*引用文*
******

近年では正月や祭りなど「ハレの日」の縁起物として珍重されています。
鮒ずしを作り続けて約35 年という木村水産㈱(屋号:あゆの店きむら)の木村昌弘さんに、
その潜在力についてうかがいました。
―鮒ずしというと、においで敬遠される方が多いと聞きます。
ひと昔前は「腐った魚が届いた」とクレームが入ることもありました。しかし近年は、健康志向の高まりとともに発酵食品として認知されるようになり、そういうことはなくなりました。若い世代でも食に関心の高い方はチーズと似た味わいを楽しんでくださっているので、先入観がない状態で食べていただいたほうが良い反応をいただいているように思います。うまく発酵した鮒ずしは骨まで軟らかく、においも穏やかで塩と酸味のバランスが絶妙です。そうしたものを召し上がっていただきたいです。
長年経験を積んでも樽をあける瞬間はいつも緊張するという。
―おいしい鮒ずしを見分けるコツはありますか?
これは私の主観ですが、わかりやすいのは卵の色ですね。卵が鮮やかなオレンジ色のものは、塩と酸味のバランスが良いように思います。店頭に並んでいるものはもちろんどれもおいしいですが、スライスされた鮒ずしの卵を見て、きれいだと思えるものを選んでいただくと良いですよ。

******

名前付きオブジェクトを指す項目

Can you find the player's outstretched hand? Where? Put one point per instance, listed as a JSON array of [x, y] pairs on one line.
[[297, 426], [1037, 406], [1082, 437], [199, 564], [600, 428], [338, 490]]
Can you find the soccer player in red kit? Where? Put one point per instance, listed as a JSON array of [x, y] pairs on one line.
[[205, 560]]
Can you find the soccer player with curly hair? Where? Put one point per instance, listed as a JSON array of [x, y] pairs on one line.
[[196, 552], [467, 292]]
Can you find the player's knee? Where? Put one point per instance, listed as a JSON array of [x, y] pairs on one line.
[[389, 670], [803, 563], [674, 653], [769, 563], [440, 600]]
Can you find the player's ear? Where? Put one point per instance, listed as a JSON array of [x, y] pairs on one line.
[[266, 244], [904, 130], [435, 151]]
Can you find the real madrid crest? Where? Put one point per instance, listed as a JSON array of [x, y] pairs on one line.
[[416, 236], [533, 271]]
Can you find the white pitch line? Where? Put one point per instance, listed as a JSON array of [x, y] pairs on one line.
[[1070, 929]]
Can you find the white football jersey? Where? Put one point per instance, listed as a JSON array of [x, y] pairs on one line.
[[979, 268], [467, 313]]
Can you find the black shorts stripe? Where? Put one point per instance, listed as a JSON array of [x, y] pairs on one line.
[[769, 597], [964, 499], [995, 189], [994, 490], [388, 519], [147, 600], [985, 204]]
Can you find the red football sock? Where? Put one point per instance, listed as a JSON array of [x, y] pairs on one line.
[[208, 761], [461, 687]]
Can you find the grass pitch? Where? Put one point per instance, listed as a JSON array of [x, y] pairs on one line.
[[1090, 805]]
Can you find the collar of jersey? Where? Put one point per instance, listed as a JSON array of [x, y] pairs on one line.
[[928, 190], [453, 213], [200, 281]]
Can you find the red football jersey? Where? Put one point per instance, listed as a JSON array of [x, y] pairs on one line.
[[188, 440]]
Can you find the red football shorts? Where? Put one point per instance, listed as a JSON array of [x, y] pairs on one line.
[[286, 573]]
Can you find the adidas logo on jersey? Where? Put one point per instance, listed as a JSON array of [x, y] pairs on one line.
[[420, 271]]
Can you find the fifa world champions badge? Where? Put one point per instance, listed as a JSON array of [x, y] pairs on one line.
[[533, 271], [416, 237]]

******

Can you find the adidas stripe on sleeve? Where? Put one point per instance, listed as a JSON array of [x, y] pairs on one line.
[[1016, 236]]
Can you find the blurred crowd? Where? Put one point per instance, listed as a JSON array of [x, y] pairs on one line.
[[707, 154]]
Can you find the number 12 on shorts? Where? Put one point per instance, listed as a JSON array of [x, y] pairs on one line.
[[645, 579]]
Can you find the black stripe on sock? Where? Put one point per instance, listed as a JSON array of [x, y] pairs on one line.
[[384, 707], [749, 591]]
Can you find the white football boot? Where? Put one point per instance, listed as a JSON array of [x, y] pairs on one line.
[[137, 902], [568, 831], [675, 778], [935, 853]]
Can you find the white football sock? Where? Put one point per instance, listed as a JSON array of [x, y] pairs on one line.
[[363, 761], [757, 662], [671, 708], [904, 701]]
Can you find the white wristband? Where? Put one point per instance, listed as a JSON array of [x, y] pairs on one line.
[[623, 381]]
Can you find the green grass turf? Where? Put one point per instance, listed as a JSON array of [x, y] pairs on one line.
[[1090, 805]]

******

*作業内容*
a. 引用文によると、「腐った魚が届いた」というクレームが近年なくなったのはなぜか。1〜3文で説明せよ。
b. 引用文のうち、「ひと昔前は「腐った魚が届いた」で始まり「長年経験を積んでも樽をあける瞬間はいつも緊張するという。」で終わる部分を一字一句変えずに引用せよ。
このリストは使わなくてよい。

*期待される出力*
a. 健康志向の高まりとともに、鮒ずしが発酵食品として認知されるようになったからである。

b.
ひと昔前は「腐った魚が届いた」とクレームが入ることもありました。しかし近年は、健康志向の高まりとともに発酵食品として認知されるようになり、そういうことはなくなりました。若い世代でも食に関心の高い方はチーズと似た味わいを楽しんでくださっているので、先入観がない状態で食べていただいたほうが良い反応をいただいているように思います。うまく発酵した鮒ずしは骨まで軟らかく、においも穏やかで塩と酸味のバランスが絶妙です。そうしたものを召し上がっていただきたいです。
長年経験を積んでも樽をあける瞬間はいつも緊張するという。